MATERIAL PROVIDED:

***

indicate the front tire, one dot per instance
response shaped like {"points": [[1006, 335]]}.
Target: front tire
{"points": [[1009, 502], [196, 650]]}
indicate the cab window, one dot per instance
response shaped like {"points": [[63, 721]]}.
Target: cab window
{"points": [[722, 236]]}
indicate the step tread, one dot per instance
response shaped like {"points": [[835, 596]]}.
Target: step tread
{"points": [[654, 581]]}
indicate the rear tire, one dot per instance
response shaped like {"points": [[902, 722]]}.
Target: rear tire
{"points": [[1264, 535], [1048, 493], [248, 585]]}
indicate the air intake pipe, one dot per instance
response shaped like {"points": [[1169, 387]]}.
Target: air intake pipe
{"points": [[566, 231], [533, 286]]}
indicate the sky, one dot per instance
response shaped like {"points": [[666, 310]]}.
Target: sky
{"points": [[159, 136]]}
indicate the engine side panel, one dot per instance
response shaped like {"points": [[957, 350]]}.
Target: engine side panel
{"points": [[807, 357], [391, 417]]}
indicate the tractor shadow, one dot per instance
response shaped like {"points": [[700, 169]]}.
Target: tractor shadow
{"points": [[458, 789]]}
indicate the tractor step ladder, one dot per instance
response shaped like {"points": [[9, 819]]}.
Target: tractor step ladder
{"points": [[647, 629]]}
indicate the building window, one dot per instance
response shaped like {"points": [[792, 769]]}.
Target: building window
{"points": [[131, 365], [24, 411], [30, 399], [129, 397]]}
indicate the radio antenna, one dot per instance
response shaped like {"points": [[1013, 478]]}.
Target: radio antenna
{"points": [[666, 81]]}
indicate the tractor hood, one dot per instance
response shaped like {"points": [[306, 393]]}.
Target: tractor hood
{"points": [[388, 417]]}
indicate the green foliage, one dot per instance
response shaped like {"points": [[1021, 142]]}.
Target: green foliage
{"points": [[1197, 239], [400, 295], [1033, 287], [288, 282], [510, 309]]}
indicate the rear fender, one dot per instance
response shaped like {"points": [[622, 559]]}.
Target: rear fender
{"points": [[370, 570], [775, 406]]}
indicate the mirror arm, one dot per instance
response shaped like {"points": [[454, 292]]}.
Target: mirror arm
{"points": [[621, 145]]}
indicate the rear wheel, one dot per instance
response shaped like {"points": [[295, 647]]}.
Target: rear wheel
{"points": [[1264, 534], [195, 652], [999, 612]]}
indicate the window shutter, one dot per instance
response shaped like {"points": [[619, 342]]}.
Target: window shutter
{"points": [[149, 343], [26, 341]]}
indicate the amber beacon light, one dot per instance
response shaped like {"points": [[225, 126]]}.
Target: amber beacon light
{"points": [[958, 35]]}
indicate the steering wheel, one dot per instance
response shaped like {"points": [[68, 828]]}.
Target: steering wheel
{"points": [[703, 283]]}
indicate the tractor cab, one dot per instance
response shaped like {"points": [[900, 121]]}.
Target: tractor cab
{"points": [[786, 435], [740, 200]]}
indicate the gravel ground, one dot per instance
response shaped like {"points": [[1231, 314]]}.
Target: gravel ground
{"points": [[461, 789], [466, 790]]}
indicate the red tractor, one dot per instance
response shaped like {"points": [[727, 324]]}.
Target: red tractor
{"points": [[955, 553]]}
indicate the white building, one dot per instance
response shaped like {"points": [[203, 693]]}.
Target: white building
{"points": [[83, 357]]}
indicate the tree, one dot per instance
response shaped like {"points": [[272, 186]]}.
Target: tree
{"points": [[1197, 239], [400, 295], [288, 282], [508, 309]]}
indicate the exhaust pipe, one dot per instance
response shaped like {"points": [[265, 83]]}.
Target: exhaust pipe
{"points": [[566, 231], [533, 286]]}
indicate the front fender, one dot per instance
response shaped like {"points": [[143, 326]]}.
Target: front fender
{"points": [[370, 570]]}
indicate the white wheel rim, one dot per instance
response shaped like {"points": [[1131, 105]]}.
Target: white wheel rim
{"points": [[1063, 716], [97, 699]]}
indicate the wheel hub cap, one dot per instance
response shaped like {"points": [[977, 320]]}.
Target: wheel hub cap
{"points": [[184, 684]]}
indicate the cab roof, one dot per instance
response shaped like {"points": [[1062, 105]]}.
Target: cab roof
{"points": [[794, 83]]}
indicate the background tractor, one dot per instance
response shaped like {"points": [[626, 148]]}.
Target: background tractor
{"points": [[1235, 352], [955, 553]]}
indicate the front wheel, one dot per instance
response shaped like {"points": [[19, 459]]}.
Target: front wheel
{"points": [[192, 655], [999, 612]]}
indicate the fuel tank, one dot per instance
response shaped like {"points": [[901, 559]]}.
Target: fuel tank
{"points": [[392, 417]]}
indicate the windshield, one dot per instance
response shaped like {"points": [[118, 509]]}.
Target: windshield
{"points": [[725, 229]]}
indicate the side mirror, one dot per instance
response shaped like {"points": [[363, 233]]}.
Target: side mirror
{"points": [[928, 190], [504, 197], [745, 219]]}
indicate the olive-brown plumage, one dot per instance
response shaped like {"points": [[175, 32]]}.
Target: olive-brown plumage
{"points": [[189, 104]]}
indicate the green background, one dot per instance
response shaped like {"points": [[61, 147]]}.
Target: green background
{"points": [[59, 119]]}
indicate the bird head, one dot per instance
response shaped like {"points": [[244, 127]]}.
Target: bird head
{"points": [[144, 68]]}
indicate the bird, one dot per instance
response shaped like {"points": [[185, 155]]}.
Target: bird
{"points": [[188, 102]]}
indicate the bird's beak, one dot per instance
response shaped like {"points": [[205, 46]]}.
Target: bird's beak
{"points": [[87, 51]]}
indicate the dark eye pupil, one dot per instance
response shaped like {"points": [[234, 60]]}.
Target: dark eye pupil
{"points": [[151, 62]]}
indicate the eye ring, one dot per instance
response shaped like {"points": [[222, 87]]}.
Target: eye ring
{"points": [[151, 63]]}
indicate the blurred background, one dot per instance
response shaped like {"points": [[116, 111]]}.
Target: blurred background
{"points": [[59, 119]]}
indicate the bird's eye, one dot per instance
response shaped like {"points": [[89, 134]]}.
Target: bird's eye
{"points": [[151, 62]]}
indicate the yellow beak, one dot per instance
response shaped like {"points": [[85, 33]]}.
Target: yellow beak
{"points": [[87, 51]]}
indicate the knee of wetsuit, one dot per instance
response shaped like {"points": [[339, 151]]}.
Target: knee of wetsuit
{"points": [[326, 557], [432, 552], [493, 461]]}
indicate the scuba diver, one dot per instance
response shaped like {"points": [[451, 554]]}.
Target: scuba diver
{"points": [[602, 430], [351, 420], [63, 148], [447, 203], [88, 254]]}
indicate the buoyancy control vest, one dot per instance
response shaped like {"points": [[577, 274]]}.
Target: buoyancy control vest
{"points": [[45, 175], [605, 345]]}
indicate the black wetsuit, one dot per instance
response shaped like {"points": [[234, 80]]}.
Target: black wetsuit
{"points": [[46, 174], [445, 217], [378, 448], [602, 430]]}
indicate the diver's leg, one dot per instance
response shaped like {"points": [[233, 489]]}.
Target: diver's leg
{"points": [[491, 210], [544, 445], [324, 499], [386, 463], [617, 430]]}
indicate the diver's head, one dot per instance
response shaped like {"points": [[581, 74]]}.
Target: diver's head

***

THE REQUEST: Return exactly, and only, the line containing "indicate the bird's eye, one dot per instance" and every line after it through the end of the material.

THE REPLY:
indicate the bird's eye, one dot per instance
response shaped like {"points": [[89, 134]]}.
Target: bird's eye
{"points": [[151, 62]]}
indicate the yellow beak, one dot per instance
response shaped like {"points": [[85, 33]]}.
Target: yellow beak
{"points": [[87, 51]]}
indicate the knee of wetsuit, one dot per instance
response shaped like {"points": [[339, 151]]}.
Target: knee of wetsuit
{"points": [[326, 557], [432, 552], [493, 461]]}
indicate the scuba diver, one dot per instance
response shaped like {"points": [[451, 554]]}.
Target: scuba diver
{"points": [[602, 430], [351, 420], [63, 148], [447, 203], [88, 254]]}
indicate the buoyancy control vest, one dot per instance
response shaped like {"points": [[577, 274]]}.
Target: buoyancy control vest
{"points": [[45, 175], [605, 345]]}
indicate the black wetsuit, one dot per instance
response shaped like {"points": [[234, 80]]}.
Target: black wetsuit
{"points": [[46, 174], [445, 217], [378, 448], [602, 430]]}
indicate the diver's leg, one dot per instance
response shaped like {"points": [[233, 489]]}.
Target: diver's leg
{"points": [[491, 210], [544, 445], [324, 499], [386, 463], [617, 430]]}
indicate the diver's head, one dot per instance
response shaped like {"points": [[581, 74]]}.
Target: diver's head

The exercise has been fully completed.